Some more S3C24xx NAND speed observations
I've now moved on to other topics, but I still want to mention some of my thoughts on the still quite poor NAND performance on the GTA02 (and generally, the S3C24xx).
It seems like we are down to a point where the CPU is 100% busy reading from NAND, which is odd. Why would reading from a mass storage device make the CPU so busy? Well, because Samsung "forgot" to add DMA support to all of their integrated NAND controllers, from the old 2410 through the 2440, 2442, 2443 and up to the shiny new 6410, all the NAND controllers don't support DMA. In fact, they don't even have a FIFO or some kind of internal buffer for the received data. This is really weird, considering the facts that
- every other peripheral (SD/MMC, SPI, UART, ...) can use DMA
- Samsung as provider of both NAND flash and SoC should be experts in providing good flash performance
- I cannot see any strong architectural limitation. The data is read into a register. The register should be replaced with a FIFO, and a DMA can regularly read from that register or FIFO and put it somewhere else into memory. It's not any different from e.g. SPI or UART DMA.

============================================================

◆ Goal: Output everything in the S3C24xx NAND post from "Some more S3C24xx" down to "generally, the S3C24xx).", copied verbatim.

◆ Information supplied:
============================================================

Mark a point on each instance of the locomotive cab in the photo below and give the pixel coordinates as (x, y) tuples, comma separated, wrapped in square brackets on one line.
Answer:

============================================================

◆ Full solution:
Some more S3C24xx NAND speed observations
I've now moved on to other topics, but I still want to mention some of my thoughts on the still quite poor NAND performance on the GTA02 (and generally, the S3C24xx).